Stored items:

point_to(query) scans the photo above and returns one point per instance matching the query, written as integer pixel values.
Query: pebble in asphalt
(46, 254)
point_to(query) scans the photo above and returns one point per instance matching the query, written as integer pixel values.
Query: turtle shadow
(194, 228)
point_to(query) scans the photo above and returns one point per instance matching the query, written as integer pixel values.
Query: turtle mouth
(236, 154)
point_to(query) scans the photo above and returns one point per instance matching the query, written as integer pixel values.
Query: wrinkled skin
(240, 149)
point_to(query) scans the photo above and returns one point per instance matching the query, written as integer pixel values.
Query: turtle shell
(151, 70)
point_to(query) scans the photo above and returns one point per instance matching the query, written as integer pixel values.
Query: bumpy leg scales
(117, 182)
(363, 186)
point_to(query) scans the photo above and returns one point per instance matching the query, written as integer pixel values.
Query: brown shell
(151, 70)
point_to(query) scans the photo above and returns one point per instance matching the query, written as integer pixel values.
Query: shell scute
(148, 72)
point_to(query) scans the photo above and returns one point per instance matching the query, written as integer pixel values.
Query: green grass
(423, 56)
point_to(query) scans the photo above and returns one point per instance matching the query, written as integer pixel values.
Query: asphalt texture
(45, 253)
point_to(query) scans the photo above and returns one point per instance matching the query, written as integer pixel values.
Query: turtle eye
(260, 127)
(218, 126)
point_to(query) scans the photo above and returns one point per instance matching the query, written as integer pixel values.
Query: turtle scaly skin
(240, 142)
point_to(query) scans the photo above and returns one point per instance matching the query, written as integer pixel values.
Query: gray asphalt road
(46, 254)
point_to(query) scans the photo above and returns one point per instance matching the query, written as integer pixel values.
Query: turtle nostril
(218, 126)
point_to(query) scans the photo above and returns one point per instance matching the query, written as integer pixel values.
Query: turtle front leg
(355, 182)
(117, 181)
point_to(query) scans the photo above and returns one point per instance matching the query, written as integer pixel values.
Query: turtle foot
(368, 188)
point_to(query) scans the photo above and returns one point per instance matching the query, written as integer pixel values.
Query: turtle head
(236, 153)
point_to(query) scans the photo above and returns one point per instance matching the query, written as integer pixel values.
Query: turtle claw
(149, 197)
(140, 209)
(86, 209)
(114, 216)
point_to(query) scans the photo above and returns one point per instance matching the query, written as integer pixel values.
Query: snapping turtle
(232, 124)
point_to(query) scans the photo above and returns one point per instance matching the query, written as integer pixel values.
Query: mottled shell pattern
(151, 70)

Written instruction
Please set down each line of the records exactly as given.

Response to the exercise
point_to(query) scans the photo above and returns one point per instance matching the query, written as integer pixel values.
Query: pebble in asphalt
(46, 254)
point_to(query) scans the photo above and returns one point per instance matching the query, written as integer pixel values.
Query: turtle shadow
(194, 228)
point_to(query) scans the photo above and returns one point per instance matching the query, written as integer pixel values.
Query: turtle mouth
(236, 154)
point_to(query) scans the photo above and returns one point per instance matching the query, written as integer pixel values.
Query: wrinkled skin
(240, 149)
point_to(query) scans the photo above and returns one point per instance matching the query, written as integer pixel values.
Query: turtle shell
(151, 70)
point_to(query) scans the photo above and returns one point per instance matching the query, written as integer pixel values.
Query: bumpy leg scales
(117, 182)
(363, 186)
point_to(query) scans the photo above and returns one point per instance matching the query, written as integer pixel values.
Query: brown shell
(151, 70)
point_to(query) scans the photo above and returns one point per instance matching the query, written as integer pixel values.
Query: shell scute
(148, 72)
point_to(query) scans the photo above and returns one point per instance matching the query, written as integer pixel values.
Query: green grass
(423, 56)
point_to(query) scans the photo above and returns one point per instance matching the query, written as integer pixel values.
Query: asphalt texture
(45, 253)
point_to(query) scans the photo above and returns one point per instance matching the query, written as integer pixel values.
Query: turtle eye
(260, 127)
(218, 126)
point_to(query) scans the photo above and returns one point per instance matching the query, written as integer pixel values.
Query: turtle scaly skin
(240, 142)
point_to(query) scans the photo above and returns one point per instance matching the query, written as integer pixel values.
Query: gray asphalt road
(46, 254)
point_to(query) scans the photo above and returns one point per instance matching the query, written as integer pixel values.
Query: turtle nostril
(218, 126)
point_to(query) scans the photo above and returns one point per instance matching the query, written as integer pixel values.
Query: turtle front leg
(355, 182)
(117, 181)
point_to(query) scans the photo above and returns one point per instance matching the query, written as integer pixel values.
Query: turtle foot
(368, 188)
point_to(query) scans the photo above and returns one point per instance matching the query, written as integer pixel values.
Query: turtle head
(236, 153)
point_to(query) scans the photo above and returns one point per instance matching the query, written as integer pixel values.
Query: turtle claw
(149, 197)
(140, 209)
(86, 209)
(114, 216)
point_to(query) scans the photo above and returns one point per instance matching the query, written as integer pixel values.
Query: snapping turtle
(232, 124)
point_to(query) scans the photo above and returns one point per instance matching the query, written as integer pixel values.
Query: mottled shell pattern
(151, 70)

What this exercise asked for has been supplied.